Activity:
The data must be transcribed exactly, with no line missing.

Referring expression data
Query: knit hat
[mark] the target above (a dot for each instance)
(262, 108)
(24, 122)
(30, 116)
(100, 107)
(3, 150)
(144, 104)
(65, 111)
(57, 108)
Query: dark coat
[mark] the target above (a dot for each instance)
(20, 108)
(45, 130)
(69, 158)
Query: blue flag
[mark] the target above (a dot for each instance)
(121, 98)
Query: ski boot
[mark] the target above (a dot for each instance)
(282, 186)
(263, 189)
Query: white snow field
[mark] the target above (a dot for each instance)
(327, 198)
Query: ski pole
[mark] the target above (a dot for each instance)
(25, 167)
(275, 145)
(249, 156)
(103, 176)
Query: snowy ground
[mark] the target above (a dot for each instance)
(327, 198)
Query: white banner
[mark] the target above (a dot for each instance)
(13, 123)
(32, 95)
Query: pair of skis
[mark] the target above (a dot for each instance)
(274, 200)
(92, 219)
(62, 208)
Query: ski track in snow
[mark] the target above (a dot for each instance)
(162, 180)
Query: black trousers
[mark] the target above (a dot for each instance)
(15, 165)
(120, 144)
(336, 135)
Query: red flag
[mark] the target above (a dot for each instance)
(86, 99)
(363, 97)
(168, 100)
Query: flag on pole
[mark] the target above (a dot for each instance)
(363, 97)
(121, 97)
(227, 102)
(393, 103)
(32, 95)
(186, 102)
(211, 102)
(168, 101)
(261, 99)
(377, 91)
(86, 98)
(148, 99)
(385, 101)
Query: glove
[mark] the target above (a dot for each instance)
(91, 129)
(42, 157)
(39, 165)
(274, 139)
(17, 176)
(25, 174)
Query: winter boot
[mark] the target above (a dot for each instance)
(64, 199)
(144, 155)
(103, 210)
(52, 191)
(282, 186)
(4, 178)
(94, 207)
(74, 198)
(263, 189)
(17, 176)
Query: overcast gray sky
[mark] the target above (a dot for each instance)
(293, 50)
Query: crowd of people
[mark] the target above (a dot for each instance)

Solution:
Query: knit hat
[mark] the target above (a dot for each instance)
(262, 108)
(24, 122)
(30, 116)
(100, 107)
(3, 150)
(144, 104)
(65, 111)
(57, 108)
Query: dark coat
[mark] the target above (a dot for each instance)
(20, 108)
(45, 130)
(69, 158)
Query: blue flag
[mark] the target above (a dot for each instance)
(121, 98)
Query: ski boot
[mark] the target above (a dot for each instance)
(282, 186)
(263, 189)
Query: white snow field
[mark] the target above (a dot for each instance)
(327, 198)
Query: ski pole
[mark] the target above (a dot for each instance)
(25, 167)
(275, 145)
(249, 156)
(103, 176)
Query: snowy ground
[mark] the target above (a dot for each instance)
(327, 198)
Query: white banner
[mark] the target above (a dot for each instance)
(13, 123)
(32, 95)
Query: pair of skis
[mark] the target above (a dot for each instance)
(274, 200)
(92, 219)
(62, 208)
Query: ski track in snow
[mark] the target above (a dot for each instance)
(162, 180)
Query: black trousers
[mark] the target above (a dot for each instance)
(15, 165)
(120, 144)
(336, 135)
Query: red flag
[mark] the target above (a dot for each instance)
(86, 99)
(363, 97)
(168, 100)
Query: flag on pole
[mark] the target above (a dot for each instance)
(363, 97)
(121, 97)
(227, 102)
(393, 103)
(32, 95)
(186, 102)
(211, 102)
(168, 101)
(261, 99)
(377, 91)
(86, 98)
(148, 99)
(385, 101)
Query: glove
[mark] the target above (a dot for each instance)
(91, 129)
(42, 157)
(39, 165)
(274, 139)
(17, 176)
(25, 174)
Query: winter boot
[mark] the target above (a dot for each instance)
(64, 199)
(144, 155)
(103, 210)
(52, 191)
(282, 186)
(4, 178)
(94, 207)
(74, 198)
(263, 189)
(17, 176)
Query: overcast gray sky
[mark] the target above (a dot for each instance)
(293, 50)
Query: crowd of people
[mark] the target above (a dot for each instance)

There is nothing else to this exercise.